> [Task goal] Carry on the summer school announcement, picking up right after its final sentence about the round table discussions.
--- Extract ---
Application by female scientists is particularly encouraged.

The event will take place from 21st to 25th July 2014 (arrival 20th
July afternoon, departure 25th July after noon) in the Benedictine
nunnery Frauenwoerth on the Fraueninsel in Chiemsee between Munich and
Salzburg:

 http://www.frauenwoerth.de/english/

The Volkswagen Foundation will kindly sponsor this event:

 http://www.volkswagenstiftung.de/en/foundation.html

To get an idea of this summer school, especially of its
interdisciplinary character, please see the material provided at end
of this message. Junior participants will be particularly expected to
contribute to the questions and answers sessions and to the round
table discussions.
--- Recorded data ---
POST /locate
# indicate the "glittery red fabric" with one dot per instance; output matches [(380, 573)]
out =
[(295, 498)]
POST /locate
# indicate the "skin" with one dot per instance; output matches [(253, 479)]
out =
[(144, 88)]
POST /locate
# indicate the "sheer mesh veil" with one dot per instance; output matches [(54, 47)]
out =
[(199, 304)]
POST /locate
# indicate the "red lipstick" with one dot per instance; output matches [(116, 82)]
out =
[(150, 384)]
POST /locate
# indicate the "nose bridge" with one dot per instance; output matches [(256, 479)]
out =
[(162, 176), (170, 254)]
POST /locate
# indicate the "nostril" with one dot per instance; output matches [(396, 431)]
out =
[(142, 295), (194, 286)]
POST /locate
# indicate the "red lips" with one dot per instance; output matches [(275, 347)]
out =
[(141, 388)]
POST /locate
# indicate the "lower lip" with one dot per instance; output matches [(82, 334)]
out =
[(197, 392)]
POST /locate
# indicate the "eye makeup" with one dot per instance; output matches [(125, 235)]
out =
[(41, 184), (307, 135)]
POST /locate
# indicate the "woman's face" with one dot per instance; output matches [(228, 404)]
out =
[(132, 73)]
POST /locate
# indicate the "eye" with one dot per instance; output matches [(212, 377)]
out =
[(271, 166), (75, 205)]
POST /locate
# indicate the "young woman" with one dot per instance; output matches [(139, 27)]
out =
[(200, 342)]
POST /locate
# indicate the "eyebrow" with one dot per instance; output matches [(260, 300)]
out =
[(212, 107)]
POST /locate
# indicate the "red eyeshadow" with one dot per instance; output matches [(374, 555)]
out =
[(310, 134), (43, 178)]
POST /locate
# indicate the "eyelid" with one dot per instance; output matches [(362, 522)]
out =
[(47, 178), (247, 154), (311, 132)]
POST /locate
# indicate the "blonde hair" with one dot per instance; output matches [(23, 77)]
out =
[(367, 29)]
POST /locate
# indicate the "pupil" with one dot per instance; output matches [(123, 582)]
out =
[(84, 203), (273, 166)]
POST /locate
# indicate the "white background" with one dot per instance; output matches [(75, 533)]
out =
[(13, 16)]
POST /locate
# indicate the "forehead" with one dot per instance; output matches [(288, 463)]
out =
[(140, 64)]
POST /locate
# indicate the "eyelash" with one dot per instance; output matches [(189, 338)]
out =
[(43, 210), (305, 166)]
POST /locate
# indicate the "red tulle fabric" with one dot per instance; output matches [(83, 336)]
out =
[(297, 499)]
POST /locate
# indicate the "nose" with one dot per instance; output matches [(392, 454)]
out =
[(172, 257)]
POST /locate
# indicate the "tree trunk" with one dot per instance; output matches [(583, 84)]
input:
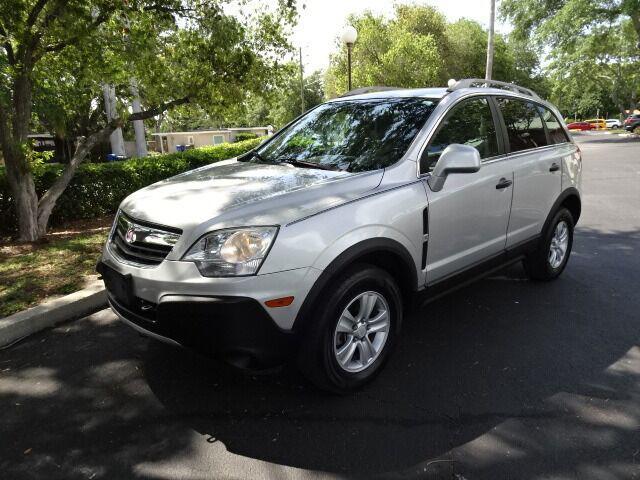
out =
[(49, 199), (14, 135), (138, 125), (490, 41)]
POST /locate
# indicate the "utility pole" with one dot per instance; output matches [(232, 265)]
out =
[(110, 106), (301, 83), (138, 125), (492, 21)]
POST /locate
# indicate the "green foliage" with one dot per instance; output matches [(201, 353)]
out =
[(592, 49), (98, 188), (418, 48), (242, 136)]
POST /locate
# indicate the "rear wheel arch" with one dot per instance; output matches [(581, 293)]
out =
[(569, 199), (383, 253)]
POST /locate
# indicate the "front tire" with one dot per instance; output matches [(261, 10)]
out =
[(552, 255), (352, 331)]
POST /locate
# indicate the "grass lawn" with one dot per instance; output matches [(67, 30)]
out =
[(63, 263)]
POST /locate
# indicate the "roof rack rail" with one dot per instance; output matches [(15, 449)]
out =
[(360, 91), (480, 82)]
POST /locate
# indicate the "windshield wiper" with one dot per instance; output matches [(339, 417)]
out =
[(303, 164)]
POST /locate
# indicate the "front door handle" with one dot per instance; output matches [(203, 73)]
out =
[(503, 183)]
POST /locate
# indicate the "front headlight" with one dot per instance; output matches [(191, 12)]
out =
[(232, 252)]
---
> [Final answer]
Important dates:

 Deadline for application: 17th March 2014
 Notification of acceptance: 24st March 2014
 Communication of precise air fare (if applicable): 31st March 2014

Applications are to be sent, in a single PDF document, by email, to

 ptc14 at math.lmu.de

PhD students need to send a CV of at most 2 pages, a brief letter of
motivation and one letter of reference. Postdocs only need to send a
CV of at most 2 pages. All applicants need to tell whether they also
apply for funding and, if so, to which extent. Only a limited amount
of funding is available. Applicants for funding are expected to stay
for the whole week, and to tell the extent to which they can be funded
by other sources.

If your application for funding is successful, then you will be
offered reimbursement of the travel and lodging expenses that you
cannot cover from other sources. This will require that you choose the
cheapest travel option, and that you book your trip by 31st March 2014
in case of flights and by the earliest possible date in case of
long-distance trains. We hope to be able to contribute partially to
your subsistence expenses (meals).

Meals (breakfast, lunch and dinner - the latter two excluding drinks)
for four and a half days will be EUR 180. PhD students and postdocs
are expected to share double rooms, for EUR 125 each person for the
whole week (5 nights).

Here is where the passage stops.